Revise the records below from the line containing "query (the noun phrase to segment): clasped" through the line containing "POLYGON ((118 91, 121", changing "clasped hand" to "folded hand" and leaving everything else as it is. Give only those lines.

§ Object outline annotations
------------------------------------------------------------------------

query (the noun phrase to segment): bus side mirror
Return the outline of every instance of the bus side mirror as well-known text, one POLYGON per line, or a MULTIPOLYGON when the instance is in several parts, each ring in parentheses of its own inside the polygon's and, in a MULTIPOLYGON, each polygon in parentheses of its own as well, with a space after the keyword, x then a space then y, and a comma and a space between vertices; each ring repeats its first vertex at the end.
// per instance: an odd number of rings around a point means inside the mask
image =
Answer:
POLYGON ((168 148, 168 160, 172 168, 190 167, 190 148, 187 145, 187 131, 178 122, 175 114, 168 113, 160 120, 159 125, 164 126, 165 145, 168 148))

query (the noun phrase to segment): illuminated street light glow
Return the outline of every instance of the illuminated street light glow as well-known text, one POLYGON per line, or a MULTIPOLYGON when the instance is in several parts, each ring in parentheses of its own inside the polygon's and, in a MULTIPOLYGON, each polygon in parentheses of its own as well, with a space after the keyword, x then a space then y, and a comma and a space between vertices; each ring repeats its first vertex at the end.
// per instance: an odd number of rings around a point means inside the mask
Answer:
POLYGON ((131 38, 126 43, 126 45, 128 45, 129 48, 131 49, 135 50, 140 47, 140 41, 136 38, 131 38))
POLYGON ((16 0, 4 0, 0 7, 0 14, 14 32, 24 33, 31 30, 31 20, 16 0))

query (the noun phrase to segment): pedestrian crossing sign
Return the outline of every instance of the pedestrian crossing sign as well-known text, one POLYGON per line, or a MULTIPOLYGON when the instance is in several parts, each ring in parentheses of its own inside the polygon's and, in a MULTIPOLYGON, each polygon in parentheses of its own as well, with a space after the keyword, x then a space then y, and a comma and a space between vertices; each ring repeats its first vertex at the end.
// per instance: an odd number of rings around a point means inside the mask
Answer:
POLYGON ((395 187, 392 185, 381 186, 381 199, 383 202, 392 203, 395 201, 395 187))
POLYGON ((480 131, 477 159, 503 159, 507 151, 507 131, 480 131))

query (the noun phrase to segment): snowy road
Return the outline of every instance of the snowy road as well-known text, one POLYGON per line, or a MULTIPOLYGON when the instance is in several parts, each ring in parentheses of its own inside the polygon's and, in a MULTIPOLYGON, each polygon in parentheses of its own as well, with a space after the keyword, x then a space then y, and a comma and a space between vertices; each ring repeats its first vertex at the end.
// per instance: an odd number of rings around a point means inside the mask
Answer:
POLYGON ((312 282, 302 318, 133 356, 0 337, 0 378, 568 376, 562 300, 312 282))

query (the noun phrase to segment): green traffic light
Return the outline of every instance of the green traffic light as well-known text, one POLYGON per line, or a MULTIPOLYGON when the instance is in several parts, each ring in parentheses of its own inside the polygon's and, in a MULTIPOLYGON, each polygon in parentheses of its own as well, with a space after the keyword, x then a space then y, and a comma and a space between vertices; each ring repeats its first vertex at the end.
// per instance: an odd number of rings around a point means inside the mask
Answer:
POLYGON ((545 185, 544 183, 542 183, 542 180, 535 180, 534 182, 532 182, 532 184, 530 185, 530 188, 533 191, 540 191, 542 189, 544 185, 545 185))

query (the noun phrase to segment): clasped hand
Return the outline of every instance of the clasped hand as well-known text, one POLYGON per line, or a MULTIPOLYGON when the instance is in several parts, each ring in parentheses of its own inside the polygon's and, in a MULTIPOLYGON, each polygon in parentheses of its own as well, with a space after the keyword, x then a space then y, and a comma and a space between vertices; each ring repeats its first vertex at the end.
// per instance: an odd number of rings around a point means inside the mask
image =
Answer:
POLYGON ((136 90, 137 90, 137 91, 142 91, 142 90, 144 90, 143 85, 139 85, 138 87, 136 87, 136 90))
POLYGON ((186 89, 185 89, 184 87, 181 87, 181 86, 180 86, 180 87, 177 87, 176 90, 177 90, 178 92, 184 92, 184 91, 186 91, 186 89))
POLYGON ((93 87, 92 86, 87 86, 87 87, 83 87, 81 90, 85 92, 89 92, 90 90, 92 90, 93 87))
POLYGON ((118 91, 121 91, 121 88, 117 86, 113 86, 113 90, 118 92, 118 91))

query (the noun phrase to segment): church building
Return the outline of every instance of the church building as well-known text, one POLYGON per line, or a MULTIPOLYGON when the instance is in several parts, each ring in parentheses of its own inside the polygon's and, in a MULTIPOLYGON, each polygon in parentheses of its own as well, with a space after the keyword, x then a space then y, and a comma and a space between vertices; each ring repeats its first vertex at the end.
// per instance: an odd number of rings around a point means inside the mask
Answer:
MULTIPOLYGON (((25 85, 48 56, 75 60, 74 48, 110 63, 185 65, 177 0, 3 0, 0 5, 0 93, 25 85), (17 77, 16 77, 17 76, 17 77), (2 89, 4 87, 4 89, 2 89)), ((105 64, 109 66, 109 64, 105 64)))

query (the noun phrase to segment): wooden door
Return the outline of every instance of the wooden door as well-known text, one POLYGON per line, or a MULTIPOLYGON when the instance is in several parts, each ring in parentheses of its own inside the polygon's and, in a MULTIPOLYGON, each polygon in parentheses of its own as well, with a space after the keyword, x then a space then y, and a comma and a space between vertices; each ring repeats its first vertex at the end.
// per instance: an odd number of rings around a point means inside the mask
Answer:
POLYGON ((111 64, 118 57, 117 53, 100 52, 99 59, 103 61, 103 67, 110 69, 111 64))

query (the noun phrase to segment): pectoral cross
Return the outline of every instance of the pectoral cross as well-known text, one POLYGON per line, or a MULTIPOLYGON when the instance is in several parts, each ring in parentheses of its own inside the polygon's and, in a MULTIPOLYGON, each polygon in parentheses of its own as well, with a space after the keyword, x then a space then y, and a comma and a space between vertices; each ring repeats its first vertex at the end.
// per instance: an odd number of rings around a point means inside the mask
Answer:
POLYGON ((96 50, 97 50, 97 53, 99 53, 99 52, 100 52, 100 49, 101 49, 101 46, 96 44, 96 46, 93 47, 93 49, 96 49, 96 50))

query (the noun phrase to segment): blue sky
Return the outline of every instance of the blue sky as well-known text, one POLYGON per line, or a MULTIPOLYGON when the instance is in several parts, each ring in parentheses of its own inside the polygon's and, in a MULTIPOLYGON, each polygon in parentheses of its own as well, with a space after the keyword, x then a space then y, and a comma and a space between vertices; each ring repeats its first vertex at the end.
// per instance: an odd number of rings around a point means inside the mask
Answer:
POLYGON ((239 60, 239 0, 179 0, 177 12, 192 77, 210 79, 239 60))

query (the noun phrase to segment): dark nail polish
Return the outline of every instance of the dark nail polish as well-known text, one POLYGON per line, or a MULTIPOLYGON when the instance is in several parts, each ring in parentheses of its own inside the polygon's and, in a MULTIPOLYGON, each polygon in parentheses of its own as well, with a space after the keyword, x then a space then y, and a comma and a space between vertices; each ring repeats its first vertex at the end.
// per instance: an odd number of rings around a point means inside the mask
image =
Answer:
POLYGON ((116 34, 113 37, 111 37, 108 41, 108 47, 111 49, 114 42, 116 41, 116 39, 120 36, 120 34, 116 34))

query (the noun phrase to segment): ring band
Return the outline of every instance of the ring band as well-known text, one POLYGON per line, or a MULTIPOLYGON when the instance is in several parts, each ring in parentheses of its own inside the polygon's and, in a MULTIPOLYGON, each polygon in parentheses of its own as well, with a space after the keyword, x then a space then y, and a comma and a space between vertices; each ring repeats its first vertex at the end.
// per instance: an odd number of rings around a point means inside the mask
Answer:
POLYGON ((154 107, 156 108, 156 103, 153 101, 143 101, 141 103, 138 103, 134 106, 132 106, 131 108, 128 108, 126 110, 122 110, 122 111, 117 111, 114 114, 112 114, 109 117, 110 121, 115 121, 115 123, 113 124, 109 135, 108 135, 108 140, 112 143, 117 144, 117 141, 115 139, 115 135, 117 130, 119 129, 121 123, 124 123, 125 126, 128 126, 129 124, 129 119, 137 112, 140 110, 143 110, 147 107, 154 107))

------------------------------------------------------------------------

§ Final answer
query (the noun phrase to segment): folded hand
Return the outline of every instance of the folded hand as well-known text, one POLYGON per line, or a MULTIPOLYGON when the instance is in several parts, each ring in parentheses of its own inside the polygon's and, in a MULTIPOLYGON, each polygon in parentheses of its own as well, with a space after the keyword, x then a space then y, and a comma and a space between vertices; each ring repeats its first vertex at the end.
// per instance: an odd number of rings around a point means inside the mask
image =
Answer:
POLYGON ((136 90, 137 90, 137 91, 142 91, 142 90, 144 90, 143 85, 139 85, 138 87, 136 87, 136 90))
POLYGON ((186 89, 185 89, 184 87, 181 87, 181 86, 180 86, 180 87, 177 87, 176 90, 177 90, 178 92, 184 92, 184 91, 186 91, 186 89))
POLYGON ((93 87, 92 86, 87 86, 87 87, 83 87, 81 90, 85 92, 89 92, 90 90, 92 90, 93 87))
POLYGON ((118 91, 121 91, 121 88, 117 86, 113 86, 113 90, 118 92, 118 91))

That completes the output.